The exercise - Return each of the entries below word for word, leaving the pictures out of your answer.

Supplied material -
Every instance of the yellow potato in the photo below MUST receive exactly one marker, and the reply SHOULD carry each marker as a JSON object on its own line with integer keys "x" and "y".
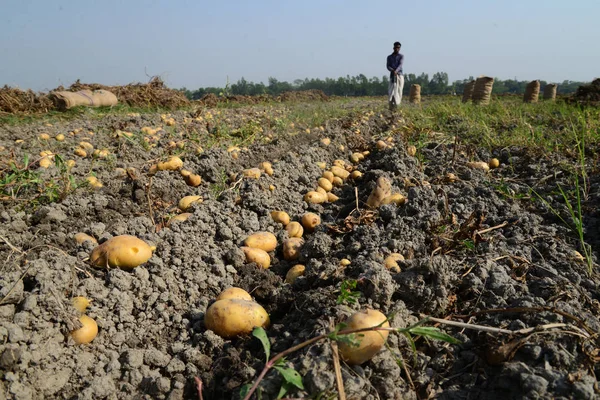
{"x": 294, "y": 272}
{"x": 262, "y": 240}
{"x": 391, "y": 262}
{"x": 84, "y": 237}
{"x": 326, "y": 184}
{"x": 328, "y": 175}
{"x": 291, "y": 248}
{"x": 340, "y": 172}
{"x": 315, "y": 197}
{"x": 310, "y": 221}
{"x": 123, "y": 251}
{"x": 370, "y": 341}
{"x": 294, "y": 229}
{"x": 280, "y": 216}
{"x": 257, "y": 256}
{"x": 479, "y": 165}
{"x": 395, "y": 198}
{"x": 234, "y": 317}
{"x": 179, "y": 218}
{"x": 187, "y": 201}
{"x": 234, "y": 293}
{"x": 87, "y": 332}
{"x": 173, "y": 164}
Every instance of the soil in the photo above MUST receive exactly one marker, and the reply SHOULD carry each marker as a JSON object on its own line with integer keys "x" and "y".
{"x": 152, "y": 343}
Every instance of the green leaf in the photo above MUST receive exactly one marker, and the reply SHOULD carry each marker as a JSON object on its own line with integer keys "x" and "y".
{"x": 244, "y": 390}
{"x": 261, "y": 335}
{"x": 290, "y": 375}
{"x": 433, "y": 333}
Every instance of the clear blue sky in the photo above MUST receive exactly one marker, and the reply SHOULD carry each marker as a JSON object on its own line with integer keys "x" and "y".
{"x": 45, "y": 43}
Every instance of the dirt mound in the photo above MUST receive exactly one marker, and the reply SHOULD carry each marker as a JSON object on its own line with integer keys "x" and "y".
{"x": 14, "y": 100}
{"x": 151, "y": 94}
{"x": 303, "y": 95}
{"x": 588, "y": 94}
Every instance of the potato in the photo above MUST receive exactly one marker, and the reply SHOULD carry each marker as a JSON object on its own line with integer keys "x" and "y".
{"x": 328, "y": 175}
{"x": 234, "y": 293}
{"x": 81, "y": 237}
{"x": 253, "y": 173}
{"x": 370, "y": 341}
{"x": 178, "y": 218}
{"x": 257, "y": 256}
{"x": 395, "y": 198}
{"x": 479, "y": 165}
{"x": 391, "y": 262}
{"x": 294, "y": 229}
{"x": 280, "y": 216}
{"x": 87, "y": 332}
{"x": 356, "y": 175}
{"x": 123, "y": 251}
{"x": 291, "y": 248}
{"x": 234, "y": 317}
{"x": 340, "y": 172}
{"x": 310, "y": 221}
{"x": 326, "y": 184}
{"x": 173, "y": 164}
{"x": 315, "y": 197}
{"x": 294, "y": 272}
{"x": 187, "y": 201}
{"x": 381, "y": 191}
{"x": 262, "y": 240}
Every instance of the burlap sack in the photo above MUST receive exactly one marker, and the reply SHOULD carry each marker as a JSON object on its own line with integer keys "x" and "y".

Result for this task -
Every instance of the yellow potato in the photo below MUST receive exactly one marker, and the reply SHOULD carry each marker as a JSON object on its own line with integer keys "x" and "y".
{"x": 294, "y": 272}
{"x": 262, "y": 240}
{"x": 391, "y": 262}
{"x": 84, "y": 237}
{"x": 326, "y": 184}
{"x": 328, "y": 175}
{"x": 291, "y": 248}
{"x": 340, "y": 172}
{"x": 315, "y": 197}
{"x": 310, "y": 221}
{"x": 123, "y": 251}
{"x": 370, "y": 341}
{"x": 294, "y": 229}
{"x": 280, "y": 216}
{"x": 257, "y": 256}
{"x": 479, "y": 165}
{"x": 395, "y": 198}
{"x": 234, "y": 317}
{"x": 179, "y": 218}
{"x": 187, "y": 201}
{"x": 234, "y": 293}
{"x": 87, "y": 332}
{"x": 173, "y": 164}
Every instance of the soil in the photo above MUST receive exactly one marker, and the reply SHOULD carry each marker as a JSON object on its own line with integer keys "x" and "y".
{"x": 152, "y": 343}
Every instance of the green leaf in the photo above MUST receive exactly one marker, and the reply SHOULD carry each marker as a JSON object on its own line with integer keys "x" and "y".
{"x": 244, "y": 390}
{"x": 261, "y": 335}
{"x": 290, "y": 375}
{"x": 433, "y": 333}
Every instance of the clear blue sky in the photo above MUST receive exactly one marker, and the reply SHOULD carry each marker as a JSON object on its own line with integer keys "x" and "y".
{"x": 45, "y": 43}
Every instance of the dirt mound in the photo above MUST receive exactly one marker, and the reply SHOULD carry each marker as a JSON object on its own line with integer keys "x" and "y".
{"x": 14, "y": 100}
{"x": 151, "y": 94}
{"x": 303, "y": 95}
{"x": 588, "y": 94}
Every instance of the potato in the photo above MUST receive exactly one marker, and the reply SHOULD carry each marker as a JSON object on its own line with integer keys "x" and "y".
{"x": 328, "y": 175}
{"x": 234, "y": 293}
{"x": 81, "y": 237}
{"x": 253, "y": 173}
{"x": 370, "y": 341}
{"x": 178, "y": 218}
{"x": 257, "y": 256}
{"x": 395, "y": 198}
{"x": 479, "y": 165}
{"x": 391, "y": 262}
{"x": 294, "y": 229}
{"x": 280, "y": 216}
{"x": 87, "y": 332}
{"x": 356, "y": 175}
{"x": 123, "y": 251}
{"x": 291, "y": 248}
{"x": 234, "y": 317}
{"x": 340, "y": 172}
{"x": 310, "y": 221}
{"x": 326, "y": 184}
{"x": 173, "y": 164}
{"x": 315, "y": 197}
{"x": 294, "y": 272}
{"x": 187, "y": 201}
{"x": 381, "y": 191}
{"x": 262, "y": 240}
Every instance of the burlap sack in the photo above MUST receive exactly one marker, and the reply SHOULD carry each marker as a JSON object on its own line with integer keys "x" and "y".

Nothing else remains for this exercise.